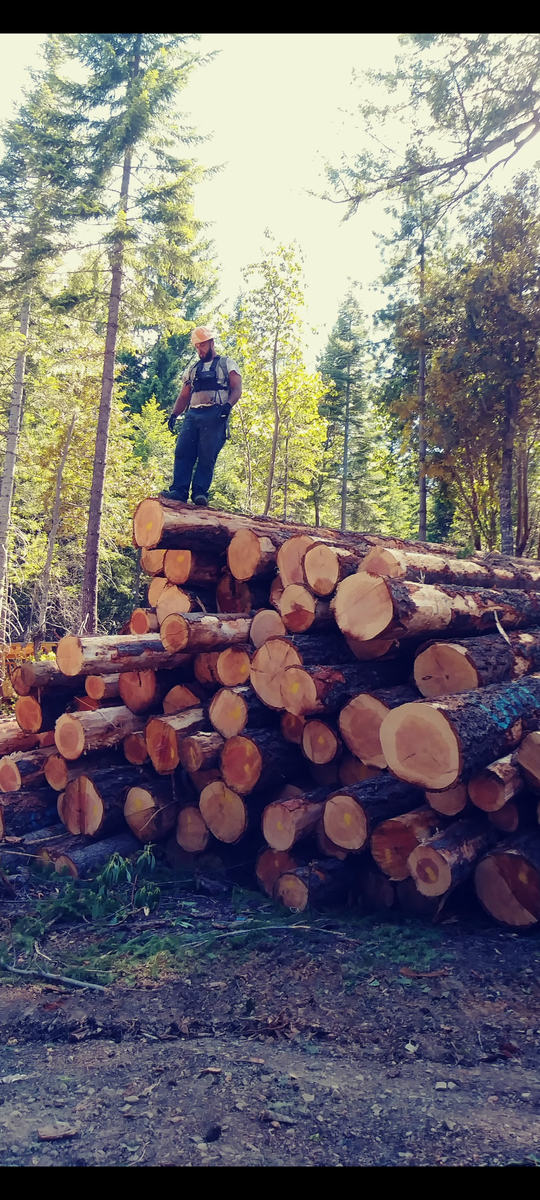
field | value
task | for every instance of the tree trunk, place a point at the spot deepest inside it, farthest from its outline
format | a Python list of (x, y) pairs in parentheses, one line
[(437, 743), (10, 461), (508, 881)]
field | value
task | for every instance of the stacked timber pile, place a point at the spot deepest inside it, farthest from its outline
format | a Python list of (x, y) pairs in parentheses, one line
[(355, 715)]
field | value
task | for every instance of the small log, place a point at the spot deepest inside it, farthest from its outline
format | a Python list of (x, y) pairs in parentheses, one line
[(351, 814), (270, 864), (203, 631), (192, 833), (232, 709), (34, 715), (292, 727), (300, 610), (24, 769), (150, 809), (263, 755), (508, 881), (151, 561), (79, 732), (449, 858), (286, 821), (81, 858), (367, 606), (135, 748), (435, 743), (102, 687), (321, 742), (191, 567), (201, 751), (94, 802), (319, 883), (144, 621), (267, 623), (450, 802), (360, 720), (103, 655), (307, 690), (27, 810), (393, 841), (166, 733), (156, 589), (445, 667), (325, 567), (497, 784)]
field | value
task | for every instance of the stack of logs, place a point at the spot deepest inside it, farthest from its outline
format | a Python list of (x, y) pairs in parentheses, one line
[(354, 715)]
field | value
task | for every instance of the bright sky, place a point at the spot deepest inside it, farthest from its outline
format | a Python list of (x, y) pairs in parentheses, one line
[(274, 107)]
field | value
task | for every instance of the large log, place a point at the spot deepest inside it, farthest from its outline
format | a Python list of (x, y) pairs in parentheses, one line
[(425, 568), (94, 802), (103, 655), (497, 784), (351, 814), (166, 733), (369, 606), (360, 720), (317, 689), (150, 809), (203, 631), (285, 821), (23, 811), (23, 769), (76, 733), (445, 667), (448, 858), (262, 756), (508, 881), (435, 743), (394, 840)]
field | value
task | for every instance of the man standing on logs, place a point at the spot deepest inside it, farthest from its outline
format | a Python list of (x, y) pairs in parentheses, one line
[(210, 389)]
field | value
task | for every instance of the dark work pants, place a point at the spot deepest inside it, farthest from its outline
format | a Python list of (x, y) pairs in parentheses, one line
[(201, 438)]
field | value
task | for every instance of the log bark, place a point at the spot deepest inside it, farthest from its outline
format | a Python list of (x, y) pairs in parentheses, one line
[(81, 857), (76, 733), (301, 611), (94, 802), (24, 769), (321, 742), (192, 833), (166, 733), (394, 840), (286, 821), (445, 667), (497, 784), (150, 809), (232, 709), (449, 858), (352, 814), (318, 689), (201, 751), (261, 757), (360, 720), (321, 883), (102, 687), (103, 655), (369, 606), (203, 631), (27, 810), (508, 881), (436, 743)]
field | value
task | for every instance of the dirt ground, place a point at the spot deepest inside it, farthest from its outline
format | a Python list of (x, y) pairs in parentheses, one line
[(352, 1041)]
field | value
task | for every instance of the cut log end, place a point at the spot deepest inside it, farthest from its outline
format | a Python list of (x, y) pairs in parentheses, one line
[(420, 747)]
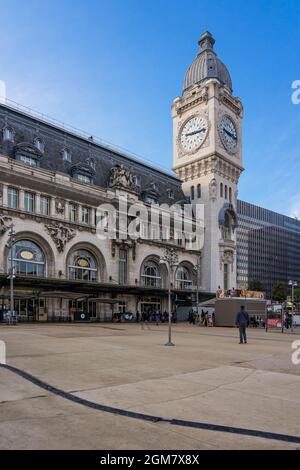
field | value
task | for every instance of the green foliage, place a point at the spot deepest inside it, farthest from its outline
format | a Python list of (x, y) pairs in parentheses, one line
[(256, 285), (279, 292)]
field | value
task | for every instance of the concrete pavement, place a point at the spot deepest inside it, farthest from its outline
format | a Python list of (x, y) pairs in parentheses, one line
[(206, 377)]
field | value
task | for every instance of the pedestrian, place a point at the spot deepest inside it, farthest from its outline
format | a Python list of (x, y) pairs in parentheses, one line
[(145, 320), (242, 321)]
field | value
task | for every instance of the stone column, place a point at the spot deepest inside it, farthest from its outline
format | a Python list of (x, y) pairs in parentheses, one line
[(38, 203), (79, 214), (22, 199), (5, 195)]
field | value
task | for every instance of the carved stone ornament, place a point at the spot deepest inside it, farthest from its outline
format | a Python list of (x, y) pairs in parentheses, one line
[(213, 189), (60, 205), (60, 234), (120, 177), (5, 223), (227, 257)]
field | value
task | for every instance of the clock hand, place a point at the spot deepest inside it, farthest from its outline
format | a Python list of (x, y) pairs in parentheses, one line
[(229, 133), (195, 132)]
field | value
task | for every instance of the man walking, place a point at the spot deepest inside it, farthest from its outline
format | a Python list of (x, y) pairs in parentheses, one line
[(242, 321)]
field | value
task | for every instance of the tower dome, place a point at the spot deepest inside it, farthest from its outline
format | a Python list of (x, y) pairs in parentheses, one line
[(206, 65)]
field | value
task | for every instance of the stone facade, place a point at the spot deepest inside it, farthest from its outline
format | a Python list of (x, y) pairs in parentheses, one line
[(213, 166)]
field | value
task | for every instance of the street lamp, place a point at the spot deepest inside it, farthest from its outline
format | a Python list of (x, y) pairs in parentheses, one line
[(197, 268), (11, 277), (170, 259), (293, 284)]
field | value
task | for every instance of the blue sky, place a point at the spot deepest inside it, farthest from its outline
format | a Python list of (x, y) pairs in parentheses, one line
[(113, 67)]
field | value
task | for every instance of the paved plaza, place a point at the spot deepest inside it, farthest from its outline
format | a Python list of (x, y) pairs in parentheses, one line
[(207, 377)]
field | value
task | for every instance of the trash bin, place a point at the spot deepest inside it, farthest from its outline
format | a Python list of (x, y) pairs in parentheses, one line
[(82, 317)]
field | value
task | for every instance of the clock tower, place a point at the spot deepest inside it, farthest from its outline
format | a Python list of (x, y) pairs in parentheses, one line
[(207, 157)]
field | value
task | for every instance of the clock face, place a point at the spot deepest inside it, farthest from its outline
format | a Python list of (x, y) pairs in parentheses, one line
[(193, 133), (228, 133)]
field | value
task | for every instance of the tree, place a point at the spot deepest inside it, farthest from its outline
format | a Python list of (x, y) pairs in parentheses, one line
[(279, 292), (297, 299), (256, 285)]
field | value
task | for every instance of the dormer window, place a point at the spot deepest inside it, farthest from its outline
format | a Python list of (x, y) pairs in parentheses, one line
[(28, 153), (92, 163), (66, 155), (39, 145), (28, 160), (136, 180), (170, 193), (150, 199), (83, 178), (8, 134)]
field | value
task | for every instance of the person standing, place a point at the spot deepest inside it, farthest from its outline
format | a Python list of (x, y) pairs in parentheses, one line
[(242, 321)]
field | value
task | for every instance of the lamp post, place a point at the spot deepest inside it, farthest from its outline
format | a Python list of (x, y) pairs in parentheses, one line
[(197, 268), (293, 284), (11, 277), (170, 258)]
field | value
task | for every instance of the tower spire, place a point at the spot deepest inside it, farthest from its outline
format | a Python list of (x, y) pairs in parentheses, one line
[(206, 41)]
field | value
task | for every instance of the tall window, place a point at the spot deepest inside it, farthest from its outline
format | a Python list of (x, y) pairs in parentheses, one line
[(28, 258), (92, 163), (83, 266), (150, 275), (72, 212), (122, 266), (137, 180), (183, 278), (45, 205), (192, 192), (13, 198), (226, 281), (85, 215), (84, 178), (28, 160), (66, 154), (29, 202), (8, 134), (39, 145)]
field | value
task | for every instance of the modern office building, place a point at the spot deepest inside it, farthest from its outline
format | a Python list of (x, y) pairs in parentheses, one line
[(268, 247), (53, 180)]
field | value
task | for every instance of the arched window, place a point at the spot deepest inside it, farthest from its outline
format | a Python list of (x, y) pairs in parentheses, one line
[(8, 134), (227, 227), (83, 266), (66, 154), (39, 145), (183, 278), (92, 163), (192, 192), (28, 259), (150, 276)]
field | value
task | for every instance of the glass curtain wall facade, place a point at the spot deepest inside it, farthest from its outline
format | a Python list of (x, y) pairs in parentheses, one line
[(268, 247)]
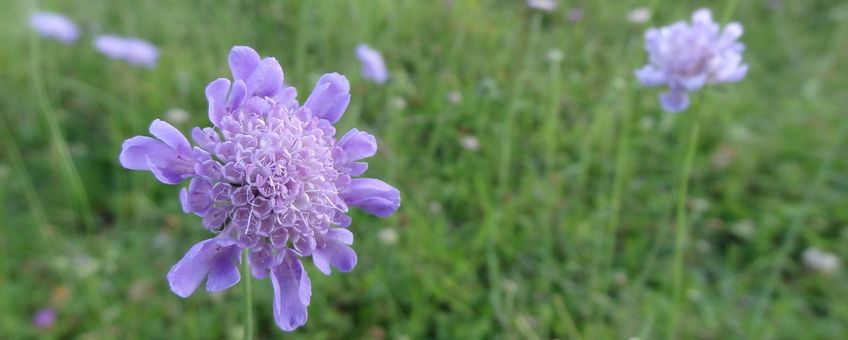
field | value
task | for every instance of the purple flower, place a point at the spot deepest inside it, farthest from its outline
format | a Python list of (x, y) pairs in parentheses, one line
[(54, 26), (44, 318), (373, 66), (685, 57), (132, 50), (545, 5), (269, 176)]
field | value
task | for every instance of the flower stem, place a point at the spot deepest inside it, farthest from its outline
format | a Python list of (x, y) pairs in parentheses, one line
[(681, 227), (248, 297)]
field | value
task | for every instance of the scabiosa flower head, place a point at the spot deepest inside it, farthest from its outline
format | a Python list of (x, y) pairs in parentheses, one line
[(545, 5), (54, 26), (132, 50), (269, 176), (685, 57), (373, 66)]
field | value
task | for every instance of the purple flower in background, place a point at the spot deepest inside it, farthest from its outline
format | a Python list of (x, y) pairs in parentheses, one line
[(269, 176), (132, 50), (54, 26), (545, 5), (373, 66), (44, 318), (575, 14), (685, 57)]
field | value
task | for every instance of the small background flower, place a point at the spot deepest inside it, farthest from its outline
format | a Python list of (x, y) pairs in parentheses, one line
[(131, 50), (544, 5), (373, 66), (687, 56)]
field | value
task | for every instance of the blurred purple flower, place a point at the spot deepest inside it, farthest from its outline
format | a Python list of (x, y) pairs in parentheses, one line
[(575, 14), (373, 66), (545, 5), (54, 26), (686, 57), (132, 50), (44, 318), (269, 176)]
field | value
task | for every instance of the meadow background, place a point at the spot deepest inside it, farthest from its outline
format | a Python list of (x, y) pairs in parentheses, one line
[(561, 224)]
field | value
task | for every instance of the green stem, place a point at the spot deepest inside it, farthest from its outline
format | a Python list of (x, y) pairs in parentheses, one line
[(682, 229), (248, 297)]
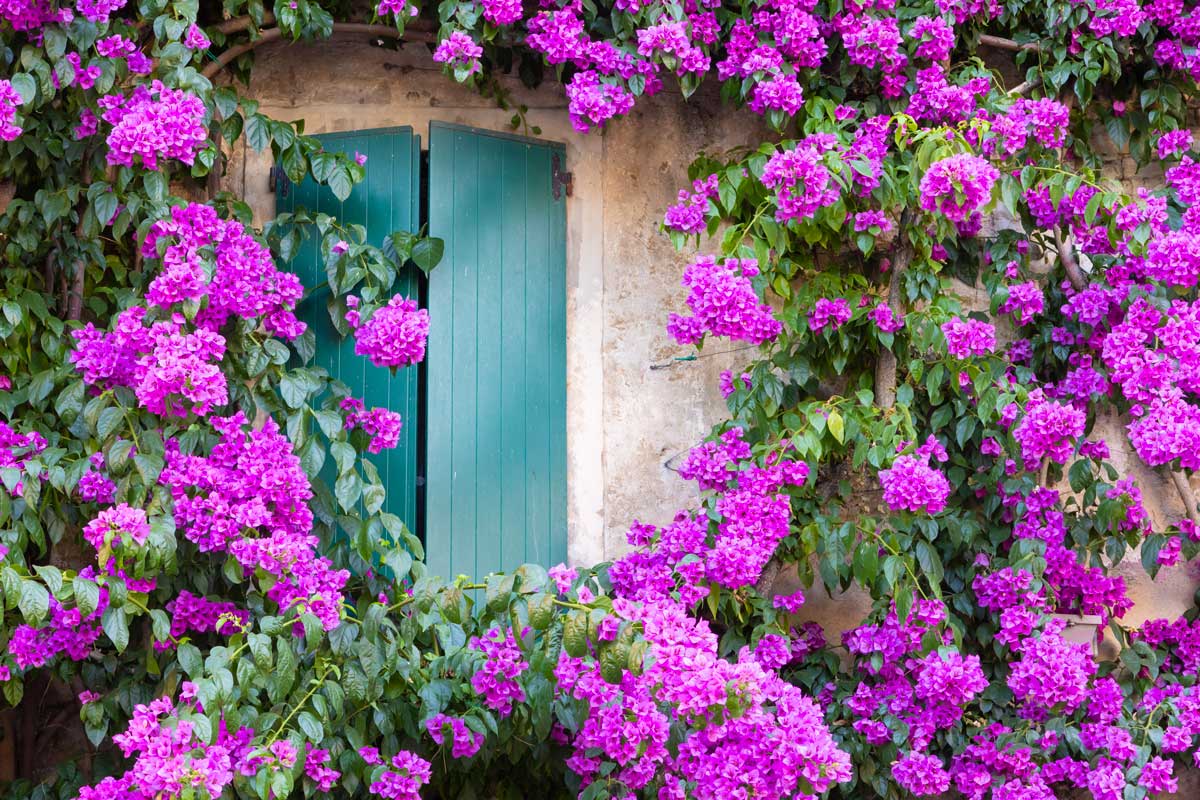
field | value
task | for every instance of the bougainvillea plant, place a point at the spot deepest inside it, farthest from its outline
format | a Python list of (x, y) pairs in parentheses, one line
[(192, 530)]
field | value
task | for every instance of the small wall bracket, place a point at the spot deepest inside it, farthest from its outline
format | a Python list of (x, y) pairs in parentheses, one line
[(280, 181)]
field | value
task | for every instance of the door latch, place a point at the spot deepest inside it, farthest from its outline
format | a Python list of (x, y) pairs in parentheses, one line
[(280, 181), (559, 179)]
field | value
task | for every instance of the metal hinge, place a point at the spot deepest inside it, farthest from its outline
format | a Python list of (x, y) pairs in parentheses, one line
[(280, 181), (559, 179)]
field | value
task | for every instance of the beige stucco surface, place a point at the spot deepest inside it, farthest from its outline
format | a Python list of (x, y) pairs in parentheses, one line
[(628, 421), (625, 420)]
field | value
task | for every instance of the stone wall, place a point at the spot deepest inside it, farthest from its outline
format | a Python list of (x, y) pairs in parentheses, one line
[(631, 410), (627, 421)]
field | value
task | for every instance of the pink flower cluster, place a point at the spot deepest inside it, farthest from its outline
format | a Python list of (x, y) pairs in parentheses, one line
[(191, 612), (9, 102), (969, 337), (16, 449), (1025, 300), (118, 527), (912, 485), (459, 52), (773, 746), (689, 215), (173, 372), (724, 302), (801, 180), (406, 777), (382, 425), (203, 256), (957, 187), (1049, 429), (394, 335), (496, 679), (154, 122), (593, 101), (172, 758), (829, 314), (465, 741)]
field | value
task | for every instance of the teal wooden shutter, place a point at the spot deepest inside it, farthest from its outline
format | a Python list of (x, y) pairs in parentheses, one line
[(496, 371), (388, 200)]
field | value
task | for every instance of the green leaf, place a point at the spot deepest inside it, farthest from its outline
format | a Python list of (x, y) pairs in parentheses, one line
[(427, 253), (149, 467), (837, 426), (117, 627), (34, 602), (340, 182), (160, 625), (25, 86), (111, 419), (348, 489), (311, 727), (293, 390)]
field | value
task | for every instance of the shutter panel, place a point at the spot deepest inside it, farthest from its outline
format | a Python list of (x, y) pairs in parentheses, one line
[(496, 492), (388, 200)]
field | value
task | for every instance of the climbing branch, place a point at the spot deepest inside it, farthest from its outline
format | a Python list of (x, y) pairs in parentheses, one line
[(1183, 486), (886, 366), (274, 34), (1069, 263), (1001, 43)]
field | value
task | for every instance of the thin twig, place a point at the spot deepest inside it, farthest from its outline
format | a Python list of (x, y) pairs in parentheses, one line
[(273, 34), (1183, 486), (1002, 43)]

=-=-=

AIM OF THE EXERCISE: Copy every line of the data above that contains the word "facade". Matching is case-sensitive.

REPLY:
task | for every instance of the stone facade, place a point at the spot deepest inside it, farthest from its outline
task | for every instance of the glass curtain wall facade, place a point at the spot deepest inside it, farthest from its outline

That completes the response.